**DIRECTION**. Rewrite the lines between the one holding "of the mask" and the end of the records, inclusive, replacing "mask face" with "masked face" and leaving everything else unchanged. Give only those lines, without the pictures.
** Begin SUPPLIED MATERIAL **
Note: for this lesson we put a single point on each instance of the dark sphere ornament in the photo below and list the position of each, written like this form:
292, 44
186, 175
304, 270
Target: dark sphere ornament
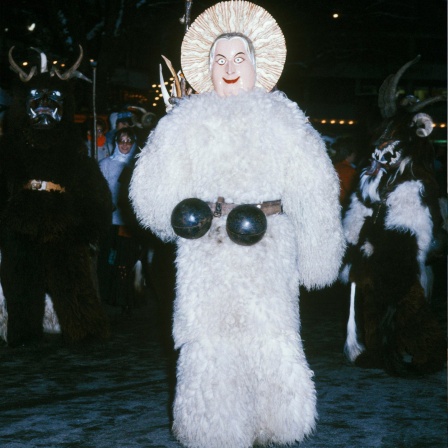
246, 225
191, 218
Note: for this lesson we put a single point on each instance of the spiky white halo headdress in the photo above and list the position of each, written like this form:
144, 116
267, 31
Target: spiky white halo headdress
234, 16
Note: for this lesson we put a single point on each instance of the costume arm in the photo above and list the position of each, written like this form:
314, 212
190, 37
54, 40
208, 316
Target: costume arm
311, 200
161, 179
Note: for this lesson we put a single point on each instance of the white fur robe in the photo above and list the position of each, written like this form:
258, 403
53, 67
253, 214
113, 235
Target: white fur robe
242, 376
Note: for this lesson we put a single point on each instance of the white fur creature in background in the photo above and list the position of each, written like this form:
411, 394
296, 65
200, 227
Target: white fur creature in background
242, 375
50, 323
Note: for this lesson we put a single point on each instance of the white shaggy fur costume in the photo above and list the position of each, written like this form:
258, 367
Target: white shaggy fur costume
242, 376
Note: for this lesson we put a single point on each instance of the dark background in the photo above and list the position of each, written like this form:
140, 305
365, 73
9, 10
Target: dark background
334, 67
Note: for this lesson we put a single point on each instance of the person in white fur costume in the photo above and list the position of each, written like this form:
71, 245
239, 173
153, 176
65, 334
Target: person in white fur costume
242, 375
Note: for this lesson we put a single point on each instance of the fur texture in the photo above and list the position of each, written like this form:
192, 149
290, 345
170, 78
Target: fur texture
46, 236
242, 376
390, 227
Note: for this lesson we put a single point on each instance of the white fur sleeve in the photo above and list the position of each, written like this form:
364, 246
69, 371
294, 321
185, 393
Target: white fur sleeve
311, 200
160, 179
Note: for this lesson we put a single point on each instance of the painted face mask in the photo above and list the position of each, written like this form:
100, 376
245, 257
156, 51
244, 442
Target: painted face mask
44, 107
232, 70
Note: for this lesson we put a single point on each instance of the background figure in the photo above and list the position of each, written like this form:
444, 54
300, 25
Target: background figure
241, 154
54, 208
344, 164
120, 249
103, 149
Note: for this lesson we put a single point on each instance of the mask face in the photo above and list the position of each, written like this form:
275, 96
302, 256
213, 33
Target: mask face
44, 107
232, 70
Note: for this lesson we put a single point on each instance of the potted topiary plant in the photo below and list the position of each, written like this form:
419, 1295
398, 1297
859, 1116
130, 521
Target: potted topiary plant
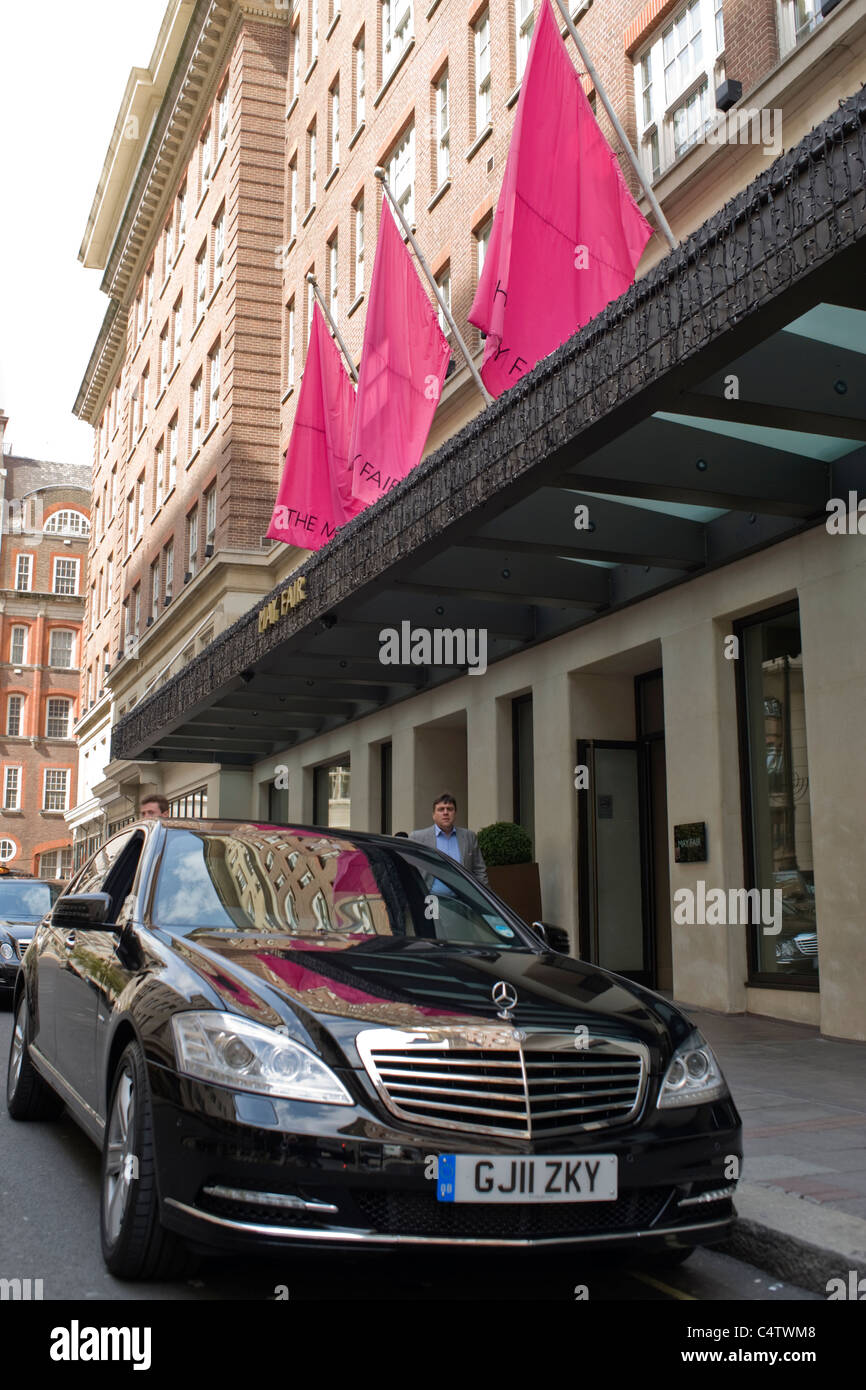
** End SUPPLIED MATERIAL **
**FULL ANSWER**.
Note: for this lesson we put a single point on each instance of the masked face in the photo above and list the position of each, written like this form:
275, 96
302, 256
213, 33
Target: masked face
44, 107
232, 70
Note: for this lesson we put a single point on each instance of the potted topiary plant in the photo below and list the position of each, written like this form:
419, 1295
398, 1297
859, 1116
130, 521
Target: potted topiary plant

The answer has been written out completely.